Please reproduce the listing below word for word, starting with the line that contains "Find the blue" and going on through the end of the listing.

BEGIN Provided information

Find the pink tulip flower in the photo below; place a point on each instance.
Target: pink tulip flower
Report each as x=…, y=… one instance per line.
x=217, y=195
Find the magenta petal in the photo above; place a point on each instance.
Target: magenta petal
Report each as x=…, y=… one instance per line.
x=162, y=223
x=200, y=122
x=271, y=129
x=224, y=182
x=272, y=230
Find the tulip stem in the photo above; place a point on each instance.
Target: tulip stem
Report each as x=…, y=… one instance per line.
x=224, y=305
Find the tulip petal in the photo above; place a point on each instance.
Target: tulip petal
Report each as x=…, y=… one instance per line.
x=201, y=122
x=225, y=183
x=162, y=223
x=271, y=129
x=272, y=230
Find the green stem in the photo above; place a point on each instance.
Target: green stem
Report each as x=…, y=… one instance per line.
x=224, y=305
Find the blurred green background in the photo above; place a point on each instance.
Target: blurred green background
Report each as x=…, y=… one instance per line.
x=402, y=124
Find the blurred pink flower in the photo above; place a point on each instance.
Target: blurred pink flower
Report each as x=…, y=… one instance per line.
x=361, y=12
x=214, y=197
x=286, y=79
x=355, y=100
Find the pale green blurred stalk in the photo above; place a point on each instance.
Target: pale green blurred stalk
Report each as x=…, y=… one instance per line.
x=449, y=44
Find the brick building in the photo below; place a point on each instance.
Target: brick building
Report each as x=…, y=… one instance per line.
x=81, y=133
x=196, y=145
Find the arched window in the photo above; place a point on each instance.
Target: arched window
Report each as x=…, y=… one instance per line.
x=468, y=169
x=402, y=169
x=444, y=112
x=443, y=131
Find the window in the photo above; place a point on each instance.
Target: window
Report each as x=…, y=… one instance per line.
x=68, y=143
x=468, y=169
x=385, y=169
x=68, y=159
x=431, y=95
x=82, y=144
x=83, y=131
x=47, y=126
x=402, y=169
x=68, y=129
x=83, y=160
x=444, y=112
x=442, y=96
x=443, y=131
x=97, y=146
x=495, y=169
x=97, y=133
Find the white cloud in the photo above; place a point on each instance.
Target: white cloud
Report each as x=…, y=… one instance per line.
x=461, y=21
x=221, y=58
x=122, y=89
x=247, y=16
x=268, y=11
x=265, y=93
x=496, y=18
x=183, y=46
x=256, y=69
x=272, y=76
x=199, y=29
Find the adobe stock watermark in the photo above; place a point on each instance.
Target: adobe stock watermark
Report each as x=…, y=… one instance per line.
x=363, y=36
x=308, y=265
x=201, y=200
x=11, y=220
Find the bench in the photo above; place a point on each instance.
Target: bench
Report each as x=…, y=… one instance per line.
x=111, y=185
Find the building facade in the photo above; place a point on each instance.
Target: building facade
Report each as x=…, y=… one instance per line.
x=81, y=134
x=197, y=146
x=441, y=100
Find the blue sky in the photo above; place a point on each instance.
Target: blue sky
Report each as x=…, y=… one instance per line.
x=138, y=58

END Provided information

Task response:
Find the blue sky in the photo above; place a point on each instance.
Target: blue sky
Report each as x=…, y=… one instance per line.
x=138, y=58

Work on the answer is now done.